Coordinate annotation entries
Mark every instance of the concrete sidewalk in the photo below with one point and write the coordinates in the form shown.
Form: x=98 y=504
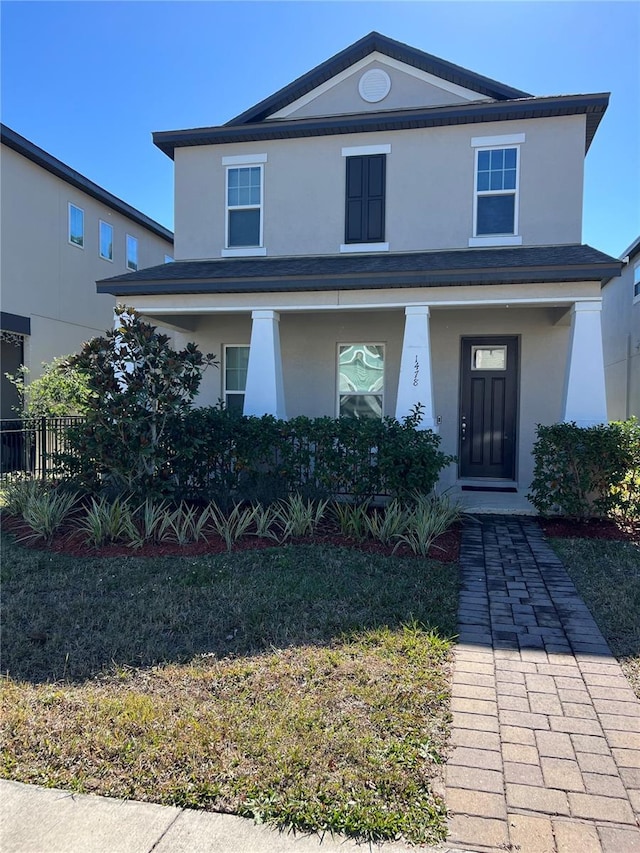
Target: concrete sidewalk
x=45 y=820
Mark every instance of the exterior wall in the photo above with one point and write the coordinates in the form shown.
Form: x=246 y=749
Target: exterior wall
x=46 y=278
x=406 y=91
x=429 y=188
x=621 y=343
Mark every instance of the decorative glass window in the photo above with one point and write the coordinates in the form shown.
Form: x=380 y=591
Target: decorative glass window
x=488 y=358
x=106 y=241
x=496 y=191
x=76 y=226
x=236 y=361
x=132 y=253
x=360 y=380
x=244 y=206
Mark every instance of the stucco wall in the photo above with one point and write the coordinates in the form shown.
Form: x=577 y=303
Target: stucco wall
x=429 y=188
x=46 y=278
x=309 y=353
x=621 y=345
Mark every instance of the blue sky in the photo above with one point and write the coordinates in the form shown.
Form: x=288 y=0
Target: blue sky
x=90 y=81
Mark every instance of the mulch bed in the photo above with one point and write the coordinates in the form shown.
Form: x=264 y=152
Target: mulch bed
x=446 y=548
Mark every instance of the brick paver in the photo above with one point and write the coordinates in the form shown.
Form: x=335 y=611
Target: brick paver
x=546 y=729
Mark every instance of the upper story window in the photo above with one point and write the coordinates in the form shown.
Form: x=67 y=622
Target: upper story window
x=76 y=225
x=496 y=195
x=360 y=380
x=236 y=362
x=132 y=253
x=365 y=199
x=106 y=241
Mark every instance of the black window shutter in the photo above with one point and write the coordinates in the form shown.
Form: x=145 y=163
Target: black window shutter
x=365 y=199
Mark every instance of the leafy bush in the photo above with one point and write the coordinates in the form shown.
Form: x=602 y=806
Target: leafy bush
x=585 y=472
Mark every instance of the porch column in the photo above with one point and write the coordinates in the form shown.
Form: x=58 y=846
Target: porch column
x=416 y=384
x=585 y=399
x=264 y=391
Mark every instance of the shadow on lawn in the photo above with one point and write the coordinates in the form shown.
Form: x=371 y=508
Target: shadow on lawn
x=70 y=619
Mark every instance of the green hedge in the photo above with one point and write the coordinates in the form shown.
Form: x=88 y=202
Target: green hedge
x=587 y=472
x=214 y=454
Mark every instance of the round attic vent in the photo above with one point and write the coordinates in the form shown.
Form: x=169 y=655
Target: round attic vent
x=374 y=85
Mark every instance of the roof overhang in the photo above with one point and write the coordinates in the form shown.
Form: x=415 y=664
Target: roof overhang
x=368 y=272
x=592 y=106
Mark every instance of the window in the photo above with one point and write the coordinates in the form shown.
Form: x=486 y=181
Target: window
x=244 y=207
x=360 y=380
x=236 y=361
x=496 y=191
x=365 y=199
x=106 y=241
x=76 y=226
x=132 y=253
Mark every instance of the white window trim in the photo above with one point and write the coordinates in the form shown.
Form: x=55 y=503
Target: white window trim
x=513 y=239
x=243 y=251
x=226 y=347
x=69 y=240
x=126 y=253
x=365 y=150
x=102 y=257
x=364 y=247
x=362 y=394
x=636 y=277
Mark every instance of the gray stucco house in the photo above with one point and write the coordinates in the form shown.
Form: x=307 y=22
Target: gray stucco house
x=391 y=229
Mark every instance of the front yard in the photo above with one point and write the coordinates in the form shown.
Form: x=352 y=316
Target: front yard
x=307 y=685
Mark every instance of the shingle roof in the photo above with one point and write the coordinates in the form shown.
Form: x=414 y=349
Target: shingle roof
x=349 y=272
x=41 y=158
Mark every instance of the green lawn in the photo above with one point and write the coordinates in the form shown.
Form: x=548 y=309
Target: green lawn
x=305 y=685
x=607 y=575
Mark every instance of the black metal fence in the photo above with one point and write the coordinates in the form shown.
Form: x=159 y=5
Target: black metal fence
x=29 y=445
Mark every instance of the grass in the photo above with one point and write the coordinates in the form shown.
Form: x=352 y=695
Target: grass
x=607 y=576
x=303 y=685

• What is asked:
Copy all of the entries above word for word, from first to last, leaving out the pictures.

• Exercise answer:
Mark every instance of the concrete sidewalk in the photo below with one point and write the coordinates in the form shown.
Form: x=98 y=504
Target: concrete sidewalk
x=45 y=820
Mark every instance of the exterior wall in the photo above with one point and write the coordinates in the form shown.
Form: x=246 y=749
Target: exterior wall
x=46 y=278
x=406 y=91
x=429 y=188
x=621 y=343
Mark every instance of the decorative glass window in the photo above with one point and write the coordinates in the form shown.
Form: x=380 y=591
Target: decorative glass window
x=488 y=358
x=106 y=241
x=496 y=191
x=76 y=226
x=236 y=361
x=132 y=253
x=360 y=380
x=244 y=206
Mark every instance of the stucco wall in the photo above with one point and write the coordinates in the form shown.
Form: x=577 y=303
Target: stucco wall
x=429 y=188
x=46 y=278
x=309 y=353
x=621 y=345
Mark every instance of the blue sky in the photo above with one point and write the coordinates in the form shown.
Form: x=288 y=0
Target: blue sky
x=90 y=81
Mark every instance of the mulch bed in the photo above with one point and write the coordinates in the form shown.
Form: x=264 y=152
Target: mulch bed
x=446 y=548
Mark every instance of the brick paver in the photo above with one point and write the coordinates in the form shown.
Form: x=335 y=611
Target: brick paver
x=546 y=729
Mark every instance of the upper story window in the photo above with one point and write the coordinates in the form shown.
Form: x=67 y=622
Target: upper story window
x=76 y=225
x=496 y=195
x=360 y=380
x=236 y=362
x=132 y=253
x=365 y=199
x=106 y=241
Mark every instance of the black window shutter in the photo above with one point and write the coordinates in the form shown.
Form: x=145 y=163
Target: black window shutter
x=365 y=199
Mark every instance of the leafy bush in the photo above with one point and write the coordinates in the form shown.
Form: x=602 y=806
Target: leafy bush
x=585 y=472
Mark every instance of the porch column in the photo above with one point and write the coordinates in the form shown.
Form: x=58 y=846
Target: porch column
x=416 y=384
x=585 y=399
x=264 y=391
Mark every instance of the shadow on lawn in the photo above with one point and write the coordinates in the form shown.
Form: x=371 y=508
Target: shadow on lawn
x=70 y=619
Mark every instance of the green hedge in the photo above with one point and write the coordinates in the form shown.
Form: x=88 y=202
Target: green hedge
x=587 y=472
x=214 y=454
Mark every instance of the round attic vent in the photo above with one point and write the coordinates in the form shown.
Form: x=169 y=655
Target: round attic vent
x=374 y=85
Mark every instance of the roof overhang in the photo above with one point and write the coordinates in the form shown.
Form: x=415 y=664
Target: roof overhang
x=368 y=272
x=592 y=106
Mark every instance of the window in the photo above with one point and write the coordinates in the form shown.
Form: x=486 y=181
Target: window
x=244 y=207
x=360 y=380
x=236 y=361
x=496 y=191
x=365 y=199
x=106 y=241
x=76 y=226
x=132 y=253
Mark every instance of the white window trim in the photo above with one point and write the coordinates in the form shown.
Form: x=55 y=503
Target: white window trim
x=513 y=239
x=243 y=251
x=226 y=347
x=69 y=240
x=126 y=253
x=365 y=150
x=102 y=257
x=364 y=247
x=362 y=394
x=636 y=277
Mark every instance of the gray stucco house in the photo above with one point and write the coordinates in the form shown.
Form: x=307 y=22
Target: gray stucco house
x=391 y=229
Mark every instance of the front yard in the photo above with one point and write the coordinates in the form shown.
Form: x=352 y=316
Target: front yard
x=307 y=685
Mark every instance of the shingle roof in the photo above with one point and write the coordinates in the form shown.
Form: x=414 y=349
Target: shingle roof
x=349 y=272
x=41 y=158
Mark every instance of the green lawn in the photo above with one point and write the coordinates in the form shown.
Form: x=548 y=309
Target: green lawn
x=305 y=685
x=607 y=575
Mark every instance of the black metal fence in the photo above with one point and write the coordinates in the form shown.
Form: x=159 y=5
Target: black metal fence
x=29 y=445
Mark every instance of the grass in the photo above with one point and write the coordinates in the form shown.
Form: x=352 y=695
Target: grass
x=607 y=576
x=303 y=685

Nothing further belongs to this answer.